### Task set
1. Answer these questions about the worked solution to the radical problem, one per line:
(a) What is the final answer?
(b) What fraction is the radicand multiplied by to make the denominator a perfect fourth power?
(c) After the radicand is rewritten, which factor inside the fourth root is a perfect power of the index?
2. List every heading in the worked solution to the radical problem.

====== Text to read

Answer
$\dfrac{\sqrt[4]{ 7ts^2}}{s}$
Work Step by Step
$\bf{\text{Solution Outline:}}$
To rationalize the given radical expression, $
\sqrt[4]{\dfrac{7t}{s^2}}
,$ multiply the numerator and the denominator by an expression equal to $1$ which will make the denominator a perfect power of the index.
$\bf{\text{Solution Details:}}$
Multiplying the numerator and the denominator by an expression equal to $1$ which will make the denominator a perfect power of the index results to
\begin{array}{l}\require{cancel}
\sqrt[4]{\dfrac{7t}{s^2}\cdot\dfrac{s^2}{s^2}}
\\\\=
\sqrt[4]{\dfrac{7ts^2}{s^4}}
.\end{array}
Rewriting the radicand using an expression that contains a factor that is a perfect power of the index results to
\begin{array}{l}\require{cancel}
\sqrt[4]{\dfrac{1}{s^4}\cdot 7ts^2}
\\\\=
\sqrt[4]{\left( \dfrac{1}{s} \right)^4\cdot 7ts^2}
.\end{array}
Extracting the root of the radicand that is a perfect power of the index results to
\begin{array}{l}\require{cancel}
\dfrac{1}{s}\sqrt[4]{ 7ts^2}
\\\\=
\dfrac{\sqrt[4]{ 7ts^2}}{s}
.\end{array}

============
====== Given material

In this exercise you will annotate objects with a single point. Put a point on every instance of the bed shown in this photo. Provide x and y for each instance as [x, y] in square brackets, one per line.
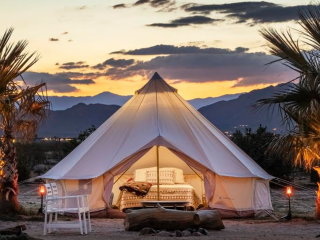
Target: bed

============

### Task results
1.
(a) The fourth root of 7ts², divided by s
(b) s²/s²
(c) (1/s)⁴

2.
Answer
Work Step by Step
Solution Outline
Solution Details